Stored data
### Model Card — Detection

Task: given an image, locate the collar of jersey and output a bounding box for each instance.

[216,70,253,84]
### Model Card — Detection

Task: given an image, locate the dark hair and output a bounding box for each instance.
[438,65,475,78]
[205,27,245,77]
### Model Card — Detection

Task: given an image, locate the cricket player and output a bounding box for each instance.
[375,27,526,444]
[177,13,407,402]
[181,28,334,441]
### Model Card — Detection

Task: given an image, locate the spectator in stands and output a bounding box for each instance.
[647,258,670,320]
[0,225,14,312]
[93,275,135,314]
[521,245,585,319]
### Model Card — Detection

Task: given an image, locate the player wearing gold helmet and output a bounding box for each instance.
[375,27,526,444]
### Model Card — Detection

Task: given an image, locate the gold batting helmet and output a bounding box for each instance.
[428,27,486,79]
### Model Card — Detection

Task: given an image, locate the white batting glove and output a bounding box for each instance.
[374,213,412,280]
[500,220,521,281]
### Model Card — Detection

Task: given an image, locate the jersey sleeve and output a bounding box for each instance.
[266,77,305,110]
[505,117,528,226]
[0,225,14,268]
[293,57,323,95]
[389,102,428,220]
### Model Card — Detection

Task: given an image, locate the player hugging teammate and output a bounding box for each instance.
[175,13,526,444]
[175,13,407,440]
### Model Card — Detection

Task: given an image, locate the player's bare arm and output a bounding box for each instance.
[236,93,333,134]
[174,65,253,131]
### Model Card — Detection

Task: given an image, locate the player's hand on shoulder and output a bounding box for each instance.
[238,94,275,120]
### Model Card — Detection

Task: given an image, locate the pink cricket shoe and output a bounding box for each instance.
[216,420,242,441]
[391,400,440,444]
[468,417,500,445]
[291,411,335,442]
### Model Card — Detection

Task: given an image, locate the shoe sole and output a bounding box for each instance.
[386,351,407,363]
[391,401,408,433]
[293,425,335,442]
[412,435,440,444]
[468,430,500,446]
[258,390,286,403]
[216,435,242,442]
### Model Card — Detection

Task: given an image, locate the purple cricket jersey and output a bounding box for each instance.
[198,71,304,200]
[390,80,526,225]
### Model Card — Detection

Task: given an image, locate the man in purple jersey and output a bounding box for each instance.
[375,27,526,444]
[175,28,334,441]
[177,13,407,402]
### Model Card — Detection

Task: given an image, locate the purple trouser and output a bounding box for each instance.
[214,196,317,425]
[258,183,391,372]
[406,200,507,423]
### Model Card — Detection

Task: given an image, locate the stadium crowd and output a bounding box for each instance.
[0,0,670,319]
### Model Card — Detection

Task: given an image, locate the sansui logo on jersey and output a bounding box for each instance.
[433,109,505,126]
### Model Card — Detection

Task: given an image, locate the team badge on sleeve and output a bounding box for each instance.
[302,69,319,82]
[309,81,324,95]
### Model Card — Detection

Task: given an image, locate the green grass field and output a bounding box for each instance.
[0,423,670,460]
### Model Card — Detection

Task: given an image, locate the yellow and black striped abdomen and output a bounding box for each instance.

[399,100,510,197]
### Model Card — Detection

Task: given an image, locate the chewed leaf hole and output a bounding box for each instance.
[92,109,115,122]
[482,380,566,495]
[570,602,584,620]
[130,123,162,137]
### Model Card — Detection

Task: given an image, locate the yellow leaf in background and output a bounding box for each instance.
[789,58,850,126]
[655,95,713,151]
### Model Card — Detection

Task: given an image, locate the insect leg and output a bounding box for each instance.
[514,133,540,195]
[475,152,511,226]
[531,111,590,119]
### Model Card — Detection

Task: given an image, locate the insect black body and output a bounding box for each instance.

§ **Your task**: Rewrite the lines of the material above as a Markdown table with the columns n and Line, giving each non-blank line its own row numbered in order.

§ **Result of the task**:
| n | Line |
|---|---|
| 1 | ### Model Card — Detection |
| 2 | Task: given an image, locate the collar of jersey and output a bounding box for each instance. |
| 3 | [216,70,253,84] |
| 4 | ### Model Card — Detection |
| 5 | Task: given an image, locate the dark hair and output a bounding box for each instance. |
| 6 | [438,65,475,78] |
| 7 | [205,27,245,77] |
| 8 | ### Model Card — Detection |
| 9 | Task: given an image, locate the cricket player and output a bounding box for each instance. |
| 10 | [375,27,526,444] |
| 11 | [177,13,407,402] |
| 12 | [181,28,334,441] |
| 13 | ### Model Card — Detection |
| 14 | Task: given an image, locate the spectator in stands and output a bounding box for each instance. |
| 15 | [647,258,670,320] |
| 16 | [0,225,14,312] |
| 17 | [93,275,135,314] |
| 18 | [521,245,585,319] |
| 19 | ### Model Card — Detection |
| 20 | Task: given an image, locate the player wearing gold helmet and output a bounding box for each instance. |
| 21 | [375,27,526,444] |
| 22 | ### Model Card — Detection |
| 23 | Task: given an image, locate the gold batting helmet and output a bounding box for each instance. |
| 24 | [428,27,486,79] |
| 25 | ### Model Card — Detection |
| 26 | Task: given an image, locate the white batting glove and output a bounding box for each instance. |
| 27 | [374,213,412,280] |
| 28 | [500,220,521,281] |
| 29 | ### Model Card — Detection |
| 30 | Task: given an image, locate the jersey sleeve and output a bounding box for each instance. |
| 31 | [266,77,305,110] |
| 32 | [505,117,528,226] |
| 33 | [0,225,14,268] |
| 34 | [293,57,323,95] |
| 35 | [389,102,428,220] |
| 36 | ### Model Card — Detection |
| 37 | Task: given an image, locate the player hugging teammate and output a bounding box for each instance. |
| 38 | [175,13,526,444] |
| 39 | [175,13,407,440] |
| 40 | ### Model Card — Detection |
| 41 | Task: given an image, locate the player's bare arm and output a bounding box for each instance. |
| 42 | [236,93,333,134] |
| 43 | [174,65,253,131] |
| 44 | ### Model Card — Detection |
| 45 | Task: given an image, locate the player's hand on shoulder and output a bounding box for each instance. |
| 46 | [238,94,275,120] |
| 47 | ### Model Card — Detection |
| 48 | Task: given an image, locate the pink cricket shoe and output a bounding box for each instance. |
| 49 | [216,420,242,441] |
| 50 | [391,400,440,444] |
| 51 | [468,417,500,445] |
| 52 | [291,411,335,442] |
| 53 | ### Model Card — Detection |
| 54 | Task: given an image, locate the shoe sole and output a bounding box for each instance. |
| 55 | [386,351,407,363] |
| 56 | [391,401,408,433] |
| 57 | [293,425,335,442] |
| 58 | [412,435,440,444] |
| 59 | [468,430,500,446] |
| 60 | [258,390,286,403] |
| 61 | [216,435,242,442] |
| 62 | ### Model Card — Detection |
| 63 | Task: given an image, locate the purple cricket jersey and output a bounding box for each instance. |
| 64 | [198,71,304,200] |
| 65 | [390,80,526,225] |
| 66 | ### Model Card — Detection |
| 67 | Task: given an image, locate the man in purple jersey and output a bounding box for each instance. |
| 68 | [375,27,526,444] |
| 69 | [175,28,334,441] |
| 70 | [177,13,407,402] |
| 71 | ### Model Card — Detection |
| 72 | Task: given an image, locate the purple trouser and output a bounding box for each instance. |
| 73 | [214,196,317,425] |
| 74 | [258,183,391,372] |
| 75 | [406,200,507,423] |
| 76 | ### Model Card — Detection |
| 77 | Task: given an image, locate the stadium crowd and output a bounding box for each instance. |
| 78 | [0,0,670,319] |
| 79 | ### Model Card — Detection |
| 80 | Task: given an image, locate the sansui logo on jersey and output a bounding box for each instance. |
| 81 | [433,109,505,126] |
| 82 | ### Model Card — Detection |
| 83 | Task: given an image, locate the team badge on sleeve and output a bounding box for each instance. |
| 84 | [302,69,319,82] |
| 85 | [309,81,324,95] |
| 86 | ### Model Card — Detection |
| 87 | Task: given an image, locate the green grass field and output a bounding box for each instance. |
| 88 | [0,423,670,460] |
| 89 | ### Model Card — Detection |
| 90 | Task: given an image, locate the yellow and black striped abdomen and output a bounding box for each instance. |
| 91 | [399,100,510,197] |
| 92 | ### Model Card — Detection |
| 93 | Task: given an image, locate the chewed leaf hole and output a bounding box for each instance. |
| 94 | [92,109,115,122] |
| 95 | [482,380,566,495] |
| 96 | [570,602,584,620] |
| 97 | [130,123,162,137] |
| 98 | ### Model Card — Detection |
| 99 | Task: given an image, locate the yellow leaf in background and output a bounding box for each instance. |
| 100 | [789,58,850,126] |
| 101 | [655,95,713,151] |
| 102 | ### Model Card — Detection |
| 103 | Task: given an image, locate the insect leg and output a bounding box for each instance. |
| 104 | [514,133,540,195] |
| 105 | [475,152,511,226] |
| 106 | [531,111,590,119] |
| 107 | ### Model Card — Detection |
| 108 | Task: given an image, locate the insect black body and output a bounding box for each instance. |